_Complete the following:_
1 - Do the following statements agree with the Rotary Club of Edina meeting summary below? (a) Club President Jennifer Bennerotte called the meeting to order at 12:30 p.m. (b) Mike Sitek is the youngest of six. (c) Erica Rempert will attend St. Olaf next year. Answer yes or no for each and quote the words from the summary that decide it.
2 - According to the Rotary Club of Edina meeting summary below, who led the invocation, Pledge of Allegiance and Four-Way Test?
3 - Continue the Rotary Club of Edina meeting summary below, picking up after its last sentence.

_Quoted passage:_
::::::::

Helping out at the April 28 Rotary Club of Edina meeting were greeters Matt Boockmeier, Katie Smith and her son, Finnegan, Les Wanninger and Bjorn Freudenthal. Mark Jessen had front desk duty for the meeting, and Barbara Born and Marty Kupper checked in guests. 

The meeting was called to order by Club President Jennifer Bennerotte at 12:30 p.m. Bill McReavy led us in the invocation, Pledge of Allegiance and Four-Way Test.
 
Jennifer then welcomed all our guests. Today was Prospective Member Day, so there were several guests who joined us.

Val Burke introduced two Edina High School students: Lars Redpath, a senior at EHS who will be attending St. Olaf next year; and Erica Rempert, a senior at EHS who also will be attending St. Olaf next year.
 
Rotarian Mike Sitek gave his classification talk. Mike is the oldest of six and grew up in Edina before embarking on a career that took him all over the country. He loves hockey and family and shared a picture of his large extended family and informed us that his dad has 22 great grandkids! He changed careers about nine years ago and now is a successful small business owner. Mike is very involved with both the Edina Chamber and Edina Rotary. 

District Governor Tim Murphy introduced Molly Greene from Water Missions—a Christian engineering company that builds safe-water solutions and has provided over 3,000,000 people with safe water in developing countries.

::::::::

_Record extracts:_
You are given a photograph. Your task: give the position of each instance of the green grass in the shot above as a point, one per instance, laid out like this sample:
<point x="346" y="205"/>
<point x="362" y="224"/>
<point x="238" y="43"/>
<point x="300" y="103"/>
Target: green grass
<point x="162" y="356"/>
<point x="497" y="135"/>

::::::::

_Per-task answers:_
1 -
(a) Yes: "The meeting was called to order by Club President Jennifer Bennerotte at 12:30 p.m."
(b) No: "Mike is the oldest of six"
(c) Yes: "Erica Rempert, a senior at EHS who also will be attending St. Olaf next year"

2 - Bill McReavy.

3 -
Greg Hanks introduced our guest speaker, Rob Zeaske, CEO of Second Harvest Heartland. His presentation was called "Feeding Our Hungry Neighbors." 
 
Zeaske has been CEO at Second Harvest since 2008. He has overall responsibility for leadership, planning and management of Second Harvest Heartland. Under his direction, the food bank has not only grown in size and scale, but also has earned a reputation as an innovator and national thought leader in hunger relief. His goal is turning hunger into hope. He shared with us that 1 in 10 Minnesotans are struggling with hunger and that 1 in 6 children are hungry. Rob told us we don’t have a supply problem—there is plenty of food available—he says we have a distribution problem. He has been working with a variety of food providers including grocery stores and even local farmers. It is important to address the lack of fresh food for many of these folks, but getting fresh food ready for distribution requires a different kind of logistics.  

Rob applauded volunteers—sharing that over 140,000 hours are logged by them at the food shelf. Finally, Second Harvest is experimenting with bringing food or food options to where people are at. So they are working with hospitals and schools on information sharing. 
 
Rob’s passion for his work was clearly witnessed by everyone present. Kip Peterson thanked Rob and Jennifer Bennerotte rang the bell to dismiss the group.